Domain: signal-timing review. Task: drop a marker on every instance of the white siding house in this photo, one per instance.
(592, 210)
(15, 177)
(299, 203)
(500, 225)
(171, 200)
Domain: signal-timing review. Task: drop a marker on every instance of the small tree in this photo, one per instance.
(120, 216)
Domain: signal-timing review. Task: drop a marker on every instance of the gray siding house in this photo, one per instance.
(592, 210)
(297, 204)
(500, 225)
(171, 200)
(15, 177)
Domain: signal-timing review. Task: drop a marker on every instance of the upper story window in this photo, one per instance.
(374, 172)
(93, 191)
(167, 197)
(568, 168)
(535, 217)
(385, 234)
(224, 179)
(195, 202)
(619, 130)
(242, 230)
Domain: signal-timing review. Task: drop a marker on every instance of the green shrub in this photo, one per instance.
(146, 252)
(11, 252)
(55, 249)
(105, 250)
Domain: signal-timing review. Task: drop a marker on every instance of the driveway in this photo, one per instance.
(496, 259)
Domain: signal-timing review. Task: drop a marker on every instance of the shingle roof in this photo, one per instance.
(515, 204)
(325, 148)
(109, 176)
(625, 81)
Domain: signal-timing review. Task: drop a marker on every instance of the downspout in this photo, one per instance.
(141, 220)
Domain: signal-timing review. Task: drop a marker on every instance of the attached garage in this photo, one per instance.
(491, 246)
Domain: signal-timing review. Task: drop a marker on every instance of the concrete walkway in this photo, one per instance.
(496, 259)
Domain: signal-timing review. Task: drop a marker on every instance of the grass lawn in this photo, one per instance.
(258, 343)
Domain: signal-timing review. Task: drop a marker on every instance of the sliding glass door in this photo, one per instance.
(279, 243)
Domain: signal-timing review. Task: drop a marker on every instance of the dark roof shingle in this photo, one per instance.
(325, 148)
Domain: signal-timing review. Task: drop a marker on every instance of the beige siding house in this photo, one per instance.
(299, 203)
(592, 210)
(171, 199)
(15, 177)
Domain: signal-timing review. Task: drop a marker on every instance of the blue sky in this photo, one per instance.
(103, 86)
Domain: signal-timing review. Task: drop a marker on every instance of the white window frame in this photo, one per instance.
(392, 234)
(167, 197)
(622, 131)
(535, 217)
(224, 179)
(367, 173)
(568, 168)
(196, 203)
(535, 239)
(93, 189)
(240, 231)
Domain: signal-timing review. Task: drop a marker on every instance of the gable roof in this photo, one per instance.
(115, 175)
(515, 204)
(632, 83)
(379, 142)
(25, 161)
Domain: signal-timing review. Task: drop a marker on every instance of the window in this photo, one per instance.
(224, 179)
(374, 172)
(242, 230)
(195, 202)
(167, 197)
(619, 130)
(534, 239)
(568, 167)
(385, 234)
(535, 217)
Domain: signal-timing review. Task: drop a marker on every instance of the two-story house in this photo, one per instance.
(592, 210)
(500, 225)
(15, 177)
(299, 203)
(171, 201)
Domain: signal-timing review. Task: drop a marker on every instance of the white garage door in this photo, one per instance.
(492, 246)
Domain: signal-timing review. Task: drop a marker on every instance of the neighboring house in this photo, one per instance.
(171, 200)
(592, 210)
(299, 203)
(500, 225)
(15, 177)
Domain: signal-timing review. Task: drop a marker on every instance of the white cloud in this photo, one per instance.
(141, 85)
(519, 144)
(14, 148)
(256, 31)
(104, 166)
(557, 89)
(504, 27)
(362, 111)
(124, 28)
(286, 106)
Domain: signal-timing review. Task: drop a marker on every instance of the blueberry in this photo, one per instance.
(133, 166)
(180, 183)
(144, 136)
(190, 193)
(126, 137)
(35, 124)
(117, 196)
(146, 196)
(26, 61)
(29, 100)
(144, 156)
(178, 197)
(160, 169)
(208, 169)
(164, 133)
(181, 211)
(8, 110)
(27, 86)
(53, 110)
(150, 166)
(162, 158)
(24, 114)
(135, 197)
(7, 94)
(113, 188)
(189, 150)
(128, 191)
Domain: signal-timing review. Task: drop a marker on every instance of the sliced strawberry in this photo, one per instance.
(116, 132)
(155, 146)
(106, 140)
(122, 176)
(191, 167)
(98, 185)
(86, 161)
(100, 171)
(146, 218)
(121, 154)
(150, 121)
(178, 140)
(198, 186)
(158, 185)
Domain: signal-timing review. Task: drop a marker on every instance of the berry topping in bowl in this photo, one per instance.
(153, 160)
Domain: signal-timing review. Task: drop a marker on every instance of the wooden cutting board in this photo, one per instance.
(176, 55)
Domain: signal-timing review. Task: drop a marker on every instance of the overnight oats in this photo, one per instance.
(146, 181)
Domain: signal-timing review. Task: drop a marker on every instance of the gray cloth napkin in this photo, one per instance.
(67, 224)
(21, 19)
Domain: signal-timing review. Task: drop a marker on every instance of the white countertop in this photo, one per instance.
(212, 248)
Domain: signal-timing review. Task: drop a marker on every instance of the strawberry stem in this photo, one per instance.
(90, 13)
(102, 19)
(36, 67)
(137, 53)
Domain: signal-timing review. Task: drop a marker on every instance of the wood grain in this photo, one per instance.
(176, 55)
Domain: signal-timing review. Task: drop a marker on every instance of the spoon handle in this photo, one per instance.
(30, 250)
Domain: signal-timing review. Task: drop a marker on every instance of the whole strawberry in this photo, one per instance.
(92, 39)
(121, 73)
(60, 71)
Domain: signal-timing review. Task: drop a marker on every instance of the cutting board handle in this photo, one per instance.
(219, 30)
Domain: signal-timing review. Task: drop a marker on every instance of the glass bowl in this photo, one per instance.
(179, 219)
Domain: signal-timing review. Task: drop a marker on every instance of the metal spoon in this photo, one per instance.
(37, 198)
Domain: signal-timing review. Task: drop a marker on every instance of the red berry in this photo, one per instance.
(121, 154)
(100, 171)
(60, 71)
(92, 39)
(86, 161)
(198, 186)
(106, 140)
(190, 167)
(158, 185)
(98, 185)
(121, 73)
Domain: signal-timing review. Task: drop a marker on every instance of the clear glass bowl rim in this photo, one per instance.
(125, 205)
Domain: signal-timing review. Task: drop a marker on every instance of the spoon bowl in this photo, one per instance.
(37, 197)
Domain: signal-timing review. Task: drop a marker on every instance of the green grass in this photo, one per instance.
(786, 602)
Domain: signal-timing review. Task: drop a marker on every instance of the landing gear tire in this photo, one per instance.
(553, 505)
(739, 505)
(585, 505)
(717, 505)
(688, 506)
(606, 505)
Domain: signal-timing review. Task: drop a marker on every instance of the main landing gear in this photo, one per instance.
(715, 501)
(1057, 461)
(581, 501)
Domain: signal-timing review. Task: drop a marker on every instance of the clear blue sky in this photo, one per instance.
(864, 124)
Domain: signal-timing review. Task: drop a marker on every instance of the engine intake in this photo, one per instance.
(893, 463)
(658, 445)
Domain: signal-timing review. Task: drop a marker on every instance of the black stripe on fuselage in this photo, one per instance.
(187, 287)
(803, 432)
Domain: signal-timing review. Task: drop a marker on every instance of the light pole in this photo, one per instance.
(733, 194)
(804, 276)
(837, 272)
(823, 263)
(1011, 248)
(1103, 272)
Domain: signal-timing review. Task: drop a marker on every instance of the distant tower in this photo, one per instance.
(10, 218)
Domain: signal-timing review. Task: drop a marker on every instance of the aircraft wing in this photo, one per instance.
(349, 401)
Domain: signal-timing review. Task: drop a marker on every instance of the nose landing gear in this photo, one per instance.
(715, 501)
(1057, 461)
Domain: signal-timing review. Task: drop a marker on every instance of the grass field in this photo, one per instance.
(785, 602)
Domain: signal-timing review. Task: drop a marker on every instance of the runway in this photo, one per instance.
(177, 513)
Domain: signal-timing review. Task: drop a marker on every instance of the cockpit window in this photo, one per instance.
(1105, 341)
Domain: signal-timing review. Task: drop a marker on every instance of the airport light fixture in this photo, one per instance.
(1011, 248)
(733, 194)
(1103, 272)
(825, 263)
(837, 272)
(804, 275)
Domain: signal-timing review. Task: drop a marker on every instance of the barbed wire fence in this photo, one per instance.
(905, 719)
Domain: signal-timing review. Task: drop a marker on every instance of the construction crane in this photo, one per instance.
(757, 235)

☆ ☆ ☆ ☆ ☆

-- TO BE DONE --
Copy the records word for word, starting at the line that contains "wing in this photo, one per instance." and continuing through the last line of the records, with both ends included.

-- RESPONSE TO THE TASK --
Domain: signal-timing review. Task: drop a marker on every instance of the aircraft wing in this photo, one per instance.
(349, 401)
Domain: signal-timing review. Task: drop a marker on every instance of the nose landing gear in this photo, one per instance.
(715, 501)
(1057, 461)
Domain: signal-timing review. Task: drop a marker on every instance of the grass field in this photo, one per instance.
(785, 602)
Domain: signal-timing review. Task: drop a marker on every instance of the runway in this photo, one per instance.
(177, 513)
Domain: signal-timing review. Task: drop a marker on every instance of the cockpit window in this photo, one per instance.
(1105, 341)
Domain: signal-timing review. Task: drop a marker on every instance of the airport light fixture in this photo, one per instance.
(1011, 248)
(733, 194)
(1103, 272)
(825, 263)
(837, 272)
(804, 275)
Domain: signal-timing review. Task: drop a marker on every instance of the barbed wire fence in this photo, one per instance.
(905, 719)
Domain: signal-timing review. Task: drop a marker on every instance of the construction crane in this photo, one per instance.
(757, 235)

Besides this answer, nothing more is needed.